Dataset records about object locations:
# # # #

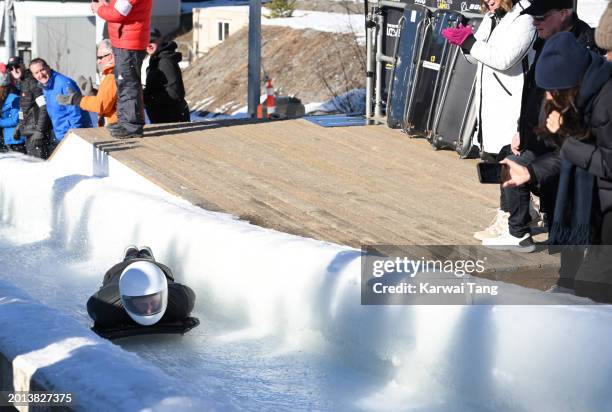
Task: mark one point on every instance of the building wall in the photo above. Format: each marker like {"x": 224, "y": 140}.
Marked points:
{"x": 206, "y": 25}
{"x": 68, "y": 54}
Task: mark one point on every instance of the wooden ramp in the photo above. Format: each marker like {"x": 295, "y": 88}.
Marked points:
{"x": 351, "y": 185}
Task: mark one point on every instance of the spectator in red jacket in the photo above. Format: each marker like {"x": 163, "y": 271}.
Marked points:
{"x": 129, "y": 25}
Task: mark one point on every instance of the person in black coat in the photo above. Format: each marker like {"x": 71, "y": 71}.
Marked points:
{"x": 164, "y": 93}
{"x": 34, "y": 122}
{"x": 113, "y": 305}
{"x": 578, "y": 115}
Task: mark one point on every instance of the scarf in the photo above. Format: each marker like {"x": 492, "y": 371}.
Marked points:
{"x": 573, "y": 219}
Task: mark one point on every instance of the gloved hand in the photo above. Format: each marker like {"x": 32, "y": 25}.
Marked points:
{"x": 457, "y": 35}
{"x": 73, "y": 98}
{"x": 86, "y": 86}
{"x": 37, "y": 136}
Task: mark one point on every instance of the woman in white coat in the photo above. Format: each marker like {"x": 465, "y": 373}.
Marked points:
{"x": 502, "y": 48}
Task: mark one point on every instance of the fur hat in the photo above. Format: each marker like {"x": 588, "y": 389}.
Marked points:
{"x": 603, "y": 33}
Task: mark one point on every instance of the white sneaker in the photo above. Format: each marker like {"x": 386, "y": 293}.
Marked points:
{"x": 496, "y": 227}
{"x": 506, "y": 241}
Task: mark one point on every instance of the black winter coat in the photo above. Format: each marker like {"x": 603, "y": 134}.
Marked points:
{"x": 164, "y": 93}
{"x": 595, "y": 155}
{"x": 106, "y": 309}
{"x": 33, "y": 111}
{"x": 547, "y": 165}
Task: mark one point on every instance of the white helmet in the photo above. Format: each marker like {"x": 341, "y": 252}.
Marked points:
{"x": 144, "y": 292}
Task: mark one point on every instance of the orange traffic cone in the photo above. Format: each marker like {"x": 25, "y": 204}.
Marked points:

# # # #

*DIRECTIONS FOR THIS TASK*. Set out exactly the run of lines that begins at the line holding "Task: mark one point on every instance of the white sneaker" and ends at the last line of the data.

*ANSWER IN FULL*.
Task: mark one point on every instance of the white sneaker in the photo above. Format: each marker like {"x": 386, "y": 293}.
Marked points:
{"x": 496, "y": 227}
{"x": 506, "y": 241}
Task: mark one point on every instance of the black winter coat in the photo above. Format: each marker like {"x": 603, "y": 134}.
Marked points:
{"x": 164, "y": 93}
{"x": 595, "y": 155}
{"x": 106, "y": 309}
{"x": 33, "y": 111}
{"x": 547, "y": 165}
Task: mark one point on every instance of the white helmet in the photo above. Format: each marker like {"x": 341, "y": 252}.
Marked points:
{"x": 144, "y": 292}
Task: mark one point on every instance of the orange traffic cone in the photo above. Format: each marker like {"x": 25, "y": 204}.
Marked points:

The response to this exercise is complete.